Text >>
========================================

The Devonshire (Soho)

17 Denman Street, London W1D 7HW
  • Good for: Drinking Guinness

  • Not so good for: Sitting down and drinking Guinness. It’s exceptionally busy

  • Pint of Guinness: £6.90

  • Website; Directions

 A woman holding a tray of four pints of Guinness at The Devonshire pub in Soho
The Guinness at The Devonshire is so popular that they sold more than 20,000 pints over the week of St Patrick’s Day
A portrait of the late Queen Elizabeth II and a photograph of King Charles and Queen Camilla on a wooden panel behind the bar at The Devonshire
The Devonshire was one of the most eagerly anticipated Soho openings of 2023

In the basement of The Devonshire, beside a tangle of pipes, the pub’s co-landlord Oisin Rogers explains the chemistry behind the perfect Guinness. “The gas mix we use is different,” he says. “Usually it’s 70/30 nitrogen to C02 — we blend ours to 82/18, which gives a creamier, smaller bubble.” Since The Devonshire opened in 2023, the Soho pub has become one of London’s most popular venues and synonymous with Guinness. It sold more than 20,000 pints of it during the week of St Patrick’s Day. 

The Guinness here is very creamy. Whether it’s noticeably better than the previous entries, who knows, but Rogers does have an undeniable expert charisma. Outside, the after-work central London crowd are almost exclusively enjoying black beverages. Rogers says they get “everyone” in here, but today it’s mostly media types and people who probably play golf together (lots of goose down).

========================================

Set of tasks >>
**1)** According to the pub text, how much does a pint of Guinness cost at The Devonshire?
**2)** List every person named in the pub text.
**3)** Rewrite the pub text, everything from "In the basement" down to "of goose down).", putting "cellar" in place of "basement".

Listed entries >>
========================================

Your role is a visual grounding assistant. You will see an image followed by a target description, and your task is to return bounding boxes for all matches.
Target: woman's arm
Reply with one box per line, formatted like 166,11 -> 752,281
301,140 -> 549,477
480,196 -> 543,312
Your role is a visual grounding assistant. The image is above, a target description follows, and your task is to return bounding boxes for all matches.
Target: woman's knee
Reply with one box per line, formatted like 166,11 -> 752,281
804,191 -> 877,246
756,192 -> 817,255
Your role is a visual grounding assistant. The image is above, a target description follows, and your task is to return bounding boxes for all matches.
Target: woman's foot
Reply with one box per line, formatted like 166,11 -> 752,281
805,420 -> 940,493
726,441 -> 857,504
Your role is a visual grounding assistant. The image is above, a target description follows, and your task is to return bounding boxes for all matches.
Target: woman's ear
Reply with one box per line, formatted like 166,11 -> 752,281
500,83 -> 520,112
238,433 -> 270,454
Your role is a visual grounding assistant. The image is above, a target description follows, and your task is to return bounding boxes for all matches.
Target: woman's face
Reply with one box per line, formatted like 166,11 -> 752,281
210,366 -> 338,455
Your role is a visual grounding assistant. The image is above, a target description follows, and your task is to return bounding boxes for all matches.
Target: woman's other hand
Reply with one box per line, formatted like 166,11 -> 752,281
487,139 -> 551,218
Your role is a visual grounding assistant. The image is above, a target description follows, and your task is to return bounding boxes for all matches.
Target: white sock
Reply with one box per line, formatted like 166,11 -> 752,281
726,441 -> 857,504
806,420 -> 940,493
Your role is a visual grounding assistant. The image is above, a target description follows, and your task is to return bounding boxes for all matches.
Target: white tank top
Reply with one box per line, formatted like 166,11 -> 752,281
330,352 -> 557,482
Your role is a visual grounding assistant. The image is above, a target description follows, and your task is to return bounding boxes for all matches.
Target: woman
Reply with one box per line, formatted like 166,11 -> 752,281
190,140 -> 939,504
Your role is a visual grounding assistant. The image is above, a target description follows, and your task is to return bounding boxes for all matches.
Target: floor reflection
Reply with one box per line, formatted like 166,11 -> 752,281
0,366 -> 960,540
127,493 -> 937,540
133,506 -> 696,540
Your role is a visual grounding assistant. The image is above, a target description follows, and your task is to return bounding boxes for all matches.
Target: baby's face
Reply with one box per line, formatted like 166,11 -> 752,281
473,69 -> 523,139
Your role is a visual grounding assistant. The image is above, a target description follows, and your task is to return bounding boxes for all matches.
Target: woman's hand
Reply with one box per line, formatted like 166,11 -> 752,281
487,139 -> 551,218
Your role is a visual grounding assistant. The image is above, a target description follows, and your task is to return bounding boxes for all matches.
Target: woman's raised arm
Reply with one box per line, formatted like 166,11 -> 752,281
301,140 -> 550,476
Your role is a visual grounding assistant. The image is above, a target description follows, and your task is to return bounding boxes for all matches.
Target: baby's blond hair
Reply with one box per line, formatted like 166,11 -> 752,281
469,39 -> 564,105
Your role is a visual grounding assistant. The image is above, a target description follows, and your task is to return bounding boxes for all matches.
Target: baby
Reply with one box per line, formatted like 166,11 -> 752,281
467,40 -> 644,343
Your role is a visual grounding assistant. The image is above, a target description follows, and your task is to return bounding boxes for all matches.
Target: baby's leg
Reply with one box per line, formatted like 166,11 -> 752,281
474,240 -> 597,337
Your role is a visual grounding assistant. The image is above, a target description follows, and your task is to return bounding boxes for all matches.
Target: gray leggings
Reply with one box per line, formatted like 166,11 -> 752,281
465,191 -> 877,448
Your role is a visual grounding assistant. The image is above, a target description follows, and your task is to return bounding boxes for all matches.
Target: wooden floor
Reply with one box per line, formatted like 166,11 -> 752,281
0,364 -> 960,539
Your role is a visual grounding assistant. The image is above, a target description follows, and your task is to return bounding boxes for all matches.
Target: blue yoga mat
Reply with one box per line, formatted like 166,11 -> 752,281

========================================

Task solutions >>
**1)** £6.90

**2)** Oisin Rogers, Queen Elizabeth II, King Charles, Queen Camilla

**3)**
In the cellar of The Devonshire, beside a tangle of pipes, the pub’s co-landlord Oisin Rogers explains the chemistry behind the perfect Guinness. “The gas mix we use is different,” he says. “Usually it’s 70/30 nitrogen to C02 — we blend ours to 82/18, which gives a creamier, smaller bubble.” Since The Devonshire opened in 2023, the Soho pub has become one of London’s most popular venues and synonymous with Guinness. It sold more than 20,000 pints of it during the week of St Patrick’s Day. 

The Guinness here is very creamy. Whether it’s noticeably better than the previous entries, who knows, but Rogers does have an undeniable expert charisma. Outside, the after-work central London crowd are almost exclusively enjoying black beverages. Rogers says they get “everyone” in here, but today it’s mostly media types and people who probably play golf together (lots of goose down).